STATED GOAL A:
Copy the essay below on the history of common, statutory and administrative law word for word, in full.
:: PASSAGE GIVEN ::
Free «The History of Common, Statutory and Administrative Law» Essay Sample

Law plays a critical role in society — it is essential for people to live peacefully and remain problem-free. Law is a creation of humans, something they have created to modulate the society through the introduction of justice. Equity and fairness standards are determined by government and courts, and they are applicable to every individual within their jurisdiction (Kovacs, 2015). The law gives protection to victims and punishes those who commit unlawful actions. If a society lacked a system of law controlling how people lead their lives, then there would be no society to live in. The society would be full of chaos as people would only make decisions that would benefit them, based solely on their principles. People would be able to commit crimes if they wished so, as well as murder, harm, steal, rape, bully, trespass, and even terrorize others without any worry of the legal implications of their actions (Barkan et al., 2015). Law has evolved over time, starting with the common law that originated from the United Kingdom, followed by statute laws that were the product of democracy, and finally administrative laws, which deal with modern issues that the constitution, statute, or customary laws are unable to address (Barkan et al., 2015). The law provides a legal basis on which economic, political, legal, regulatory, and ethical relations of a society are managed.
:::
:: EXERCISE MATERIAL ::
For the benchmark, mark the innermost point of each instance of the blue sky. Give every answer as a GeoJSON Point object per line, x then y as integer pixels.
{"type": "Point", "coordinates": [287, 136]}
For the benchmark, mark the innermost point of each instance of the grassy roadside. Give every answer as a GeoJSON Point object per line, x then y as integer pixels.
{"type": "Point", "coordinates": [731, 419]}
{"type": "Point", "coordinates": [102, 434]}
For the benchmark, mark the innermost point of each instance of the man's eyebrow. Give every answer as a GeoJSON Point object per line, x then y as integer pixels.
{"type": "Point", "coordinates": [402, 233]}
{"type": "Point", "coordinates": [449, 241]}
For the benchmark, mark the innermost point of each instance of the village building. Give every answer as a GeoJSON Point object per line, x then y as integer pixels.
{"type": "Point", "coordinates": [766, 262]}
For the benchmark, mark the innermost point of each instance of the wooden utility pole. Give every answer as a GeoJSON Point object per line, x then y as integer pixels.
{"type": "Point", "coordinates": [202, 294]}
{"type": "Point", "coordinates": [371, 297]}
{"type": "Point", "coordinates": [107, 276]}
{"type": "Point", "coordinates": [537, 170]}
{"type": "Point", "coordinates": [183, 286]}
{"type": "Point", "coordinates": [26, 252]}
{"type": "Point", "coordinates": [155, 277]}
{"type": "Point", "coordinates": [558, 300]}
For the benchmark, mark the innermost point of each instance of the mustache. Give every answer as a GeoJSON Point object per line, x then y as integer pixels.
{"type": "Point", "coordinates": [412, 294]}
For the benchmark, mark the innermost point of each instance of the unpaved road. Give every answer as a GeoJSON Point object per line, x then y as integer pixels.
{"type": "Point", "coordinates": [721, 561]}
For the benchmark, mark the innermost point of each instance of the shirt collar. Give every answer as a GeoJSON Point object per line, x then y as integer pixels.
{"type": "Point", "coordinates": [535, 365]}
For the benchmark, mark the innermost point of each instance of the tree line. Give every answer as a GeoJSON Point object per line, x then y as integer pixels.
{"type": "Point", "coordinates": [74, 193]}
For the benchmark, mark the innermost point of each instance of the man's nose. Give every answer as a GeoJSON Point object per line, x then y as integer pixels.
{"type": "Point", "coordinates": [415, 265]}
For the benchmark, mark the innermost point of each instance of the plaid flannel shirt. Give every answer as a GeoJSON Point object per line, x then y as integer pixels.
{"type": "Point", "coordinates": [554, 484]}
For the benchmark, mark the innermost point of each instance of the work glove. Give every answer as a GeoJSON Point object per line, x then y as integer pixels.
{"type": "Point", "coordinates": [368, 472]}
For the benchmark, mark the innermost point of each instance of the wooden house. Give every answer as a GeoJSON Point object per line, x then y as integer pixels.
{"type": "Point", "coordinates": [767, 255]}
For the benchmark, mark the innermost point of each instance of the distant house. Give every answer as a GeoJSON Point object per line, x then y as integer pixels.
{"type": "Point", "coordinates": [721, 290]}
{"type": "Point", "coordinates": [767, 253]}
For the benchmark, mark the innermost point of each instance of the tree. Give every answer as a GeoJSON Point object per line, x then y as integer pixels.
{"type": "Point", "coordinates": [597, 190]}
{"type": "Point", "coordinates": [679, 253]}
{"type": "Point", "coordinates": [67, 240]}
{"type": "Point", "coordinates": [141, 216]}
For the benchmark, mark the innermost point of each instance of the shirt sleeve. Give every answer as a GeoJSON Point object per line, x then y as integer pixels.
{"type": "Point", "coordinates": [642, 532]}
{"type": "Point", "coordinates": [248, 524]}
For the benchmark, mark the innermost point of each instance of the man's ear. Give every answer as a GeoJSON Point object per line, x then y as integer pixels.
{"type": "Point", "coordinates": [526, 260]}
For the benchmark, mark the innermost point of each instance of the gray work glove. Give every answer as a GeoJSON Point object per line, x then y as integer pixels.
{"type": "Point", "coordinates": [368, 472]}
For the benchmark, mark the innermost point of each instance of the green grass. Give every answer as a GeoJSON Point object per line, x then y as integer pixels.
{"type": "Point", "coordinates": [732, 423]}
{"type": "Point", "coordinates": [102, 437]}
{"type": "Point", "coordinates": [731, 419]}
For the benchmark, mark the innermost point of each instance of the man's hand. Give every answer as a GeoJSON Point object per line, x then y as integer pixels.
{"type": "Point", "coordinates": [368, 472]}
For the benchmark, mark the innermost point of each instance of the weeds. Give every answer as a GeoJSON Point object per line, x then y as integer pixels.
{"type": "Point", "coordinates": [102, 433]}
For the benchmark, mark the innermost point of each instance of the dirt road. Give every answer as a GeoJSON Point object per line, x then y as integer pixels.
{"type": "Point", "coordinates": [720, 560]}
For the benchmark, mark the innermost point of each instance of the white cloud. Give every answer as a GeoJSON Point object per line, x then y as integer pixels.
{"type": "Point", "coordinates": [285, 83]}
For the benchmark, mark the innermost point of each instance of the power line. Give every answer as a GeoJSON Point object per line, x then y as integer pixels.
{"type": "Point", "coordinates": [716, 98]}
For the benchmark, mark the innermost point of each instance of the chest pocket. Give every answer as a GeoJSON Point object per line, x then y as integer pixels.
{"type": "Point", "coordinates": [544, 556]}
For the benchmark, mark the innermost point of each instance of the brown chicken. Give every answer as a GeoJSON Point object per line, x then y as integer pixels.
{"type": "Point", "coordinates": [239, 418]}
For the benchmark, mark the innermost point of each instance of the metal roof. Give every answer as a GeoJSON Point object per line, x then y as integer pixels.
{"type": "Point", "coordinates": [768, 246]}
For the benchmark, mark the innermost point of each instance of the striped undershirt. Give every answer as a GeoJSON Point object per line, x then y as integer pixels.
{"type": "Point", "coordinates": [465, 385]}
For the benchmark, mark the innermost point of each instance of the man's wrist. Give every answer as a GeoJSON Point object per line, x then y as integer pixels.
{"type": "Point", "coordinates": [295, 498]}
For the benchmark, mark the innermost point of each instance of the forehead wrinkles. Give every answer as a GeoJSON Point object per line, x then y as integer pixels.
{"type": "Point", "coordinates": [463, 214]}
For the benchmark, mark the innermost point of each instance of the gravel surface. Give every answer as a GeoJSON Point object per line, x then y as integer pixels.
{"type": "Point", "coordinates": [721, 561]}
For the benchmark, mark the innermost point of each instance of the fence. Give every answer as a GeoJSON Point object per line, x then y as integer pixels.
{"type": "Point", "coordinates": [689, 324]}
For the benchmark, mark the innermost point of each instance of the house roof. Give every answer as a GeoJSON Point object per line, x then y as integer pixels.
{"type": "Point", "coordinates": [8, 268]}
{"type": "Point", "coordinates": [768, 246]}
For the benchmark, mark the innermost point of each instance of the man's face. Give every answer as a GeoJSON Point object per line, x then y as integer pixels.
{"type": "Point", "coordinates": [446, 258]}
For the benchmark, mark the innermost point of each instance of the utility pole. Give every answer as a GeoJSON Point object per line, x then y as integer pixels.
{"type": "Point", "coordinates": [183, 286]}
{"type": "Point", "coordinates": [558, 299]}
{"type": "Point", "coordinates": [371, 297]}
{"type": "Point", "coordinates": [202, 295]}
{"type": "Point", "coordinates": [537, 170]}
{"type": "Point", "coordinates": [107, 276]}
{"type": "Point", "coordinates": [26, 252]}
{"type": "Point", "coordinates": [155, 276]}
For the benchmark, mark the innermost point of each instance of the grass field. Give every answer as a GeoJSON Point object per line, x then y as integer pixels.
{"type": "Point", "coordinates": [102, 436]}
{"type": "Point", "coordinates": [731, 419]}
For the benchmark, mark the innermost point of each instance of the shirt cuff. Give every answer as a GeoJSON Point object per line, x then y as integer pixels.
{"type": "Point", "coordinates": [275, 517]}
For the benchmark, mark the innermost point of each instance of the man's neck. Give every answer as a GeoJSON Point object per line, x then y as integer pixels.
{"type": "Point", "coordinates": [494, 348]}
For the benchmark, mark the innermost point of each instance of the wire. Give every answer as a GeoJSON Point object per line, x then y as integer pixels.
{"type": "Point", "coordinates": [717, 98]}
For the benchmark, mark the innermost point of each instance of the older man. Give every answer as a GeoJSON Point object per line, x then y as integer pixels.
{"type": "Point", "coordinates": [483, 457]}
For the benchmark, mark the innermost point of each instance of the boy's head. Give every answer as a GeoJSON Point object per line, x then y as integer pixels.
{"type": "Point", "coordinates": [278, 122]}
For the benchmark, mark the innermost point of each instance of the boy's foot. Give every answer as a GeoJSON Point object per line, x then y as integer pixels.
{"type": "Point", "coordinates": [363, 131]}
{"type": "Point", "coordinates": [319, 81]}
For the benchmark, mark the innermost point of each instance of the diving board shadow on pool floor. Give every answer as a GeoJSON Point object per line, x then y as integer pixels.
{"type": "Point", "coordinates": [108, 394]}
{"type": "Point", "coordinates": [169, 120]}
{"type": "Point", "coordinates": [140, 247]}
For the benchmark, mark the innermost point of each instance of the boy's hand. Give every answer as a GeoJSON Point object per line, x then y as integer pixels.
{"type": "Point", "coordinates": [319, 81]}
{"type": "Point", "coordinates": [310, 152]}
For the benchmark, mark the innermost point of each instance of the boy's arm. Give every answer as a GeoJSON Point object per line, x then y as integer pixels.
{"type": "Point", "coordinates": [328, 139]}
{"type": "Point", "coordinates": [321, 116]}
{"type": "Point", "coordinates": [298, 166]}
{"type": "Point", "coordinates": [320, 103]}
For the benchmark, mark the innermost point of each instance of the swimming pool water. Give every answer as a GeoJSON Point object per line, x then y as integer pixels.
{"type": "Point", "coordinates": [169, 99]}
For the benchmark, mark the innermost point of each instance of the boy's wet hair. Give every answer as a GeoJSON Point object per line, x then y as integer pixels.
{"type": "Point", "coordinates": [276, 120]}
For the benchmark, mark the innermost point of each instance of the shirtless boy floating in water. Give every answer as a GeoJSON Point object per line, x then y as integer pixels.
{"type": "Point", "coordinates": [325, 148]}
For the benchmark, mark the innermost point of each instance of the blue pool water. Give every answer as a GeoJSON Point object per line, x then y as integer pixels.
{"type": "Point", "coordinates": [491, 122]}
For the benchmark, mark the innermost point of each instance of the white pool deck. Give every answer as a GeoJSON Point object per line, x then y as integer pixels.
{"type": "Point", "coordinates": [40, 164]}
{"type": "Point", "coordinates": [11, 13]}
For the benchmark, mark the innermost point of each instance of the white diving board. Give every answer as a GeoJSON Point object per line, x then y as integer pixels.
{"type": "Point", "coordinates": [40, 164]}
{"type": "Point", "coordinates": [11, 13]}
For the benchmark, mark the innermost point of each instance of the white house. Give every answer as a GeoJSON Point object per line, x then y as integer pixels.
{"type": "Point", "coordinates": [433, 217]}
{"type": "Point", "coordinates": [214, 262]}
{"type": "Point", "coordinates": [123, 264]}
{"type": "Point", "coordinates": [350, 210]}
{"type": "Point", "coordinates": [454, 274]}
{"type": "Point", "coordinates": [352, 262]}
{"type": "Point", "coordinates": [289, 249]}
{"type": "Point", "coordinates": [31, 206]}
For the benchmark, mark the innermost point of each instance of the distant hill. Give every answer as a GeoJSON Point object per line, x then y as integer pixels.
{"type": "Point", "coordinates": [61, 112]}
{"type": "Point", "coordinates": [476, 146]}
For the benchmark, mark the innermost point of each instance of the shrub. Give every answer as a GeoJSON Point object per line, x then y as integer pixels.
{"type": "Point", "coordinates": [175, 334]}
:::
STATED GOAL B:
Repeat the rows above word for word, starting with the line that contains "the distant hill." and continuing through the last line of the rows.

TASK RESPONSE A:
Free «The History of Common, Statutory and Administrative Law» Essay Sample

Law plays a critical role in society — it is essential for people to live peacefully and remain problem-free. Law is a creation of humans, something they have created to modulate the society through the introduction of justice. Equity and fairness standards are determined by government and courts, and they are applicable to every individual within their jurisdiction (Kovacs, 2015). The law gives protection to victims and punishes those who commit unlawful actions. If a society lacked a system of law controlling how people lead their lives, then there would be no society to live in. The society would be full of chaos as people would only make decisions that would benefit them, based solely on their principles. People would be able to commit crimes if they wished so, as well as murder, harm, steal, rape, bully, trespass, and even terrorize others without any worry of the legal implications of their actions (Barkan et al., 2015). Law has evolved over time, starting with the common law that originated from the United Kingdom, followed by statute laws that were the product of democracy, and finally administrative laws, which deal with modern issues that the constitution, statute, or customary laws are unable to address (Barkan et al., 2015). The law provides a legal basis on which economic, political, legal, regulatory, and ethical relations of a society are managed.

TASK RESPONSE B:
For the benchmark, mark the innermost point of each instance of the distant hill. Give every answer as a GeoJSON Point object per line, x then y as integer pixels.
{"type": "Point", "coordinates": [61, 112]}
{"type": "Point", "coordinates": [476, 146]}
For the benchmark, mark the innermost point of each instance of the shrub. Give every answer as a GeoJSON Point object per line, x then y as integer pixels.
{"type": "Point", "coordinates": [175, 334]}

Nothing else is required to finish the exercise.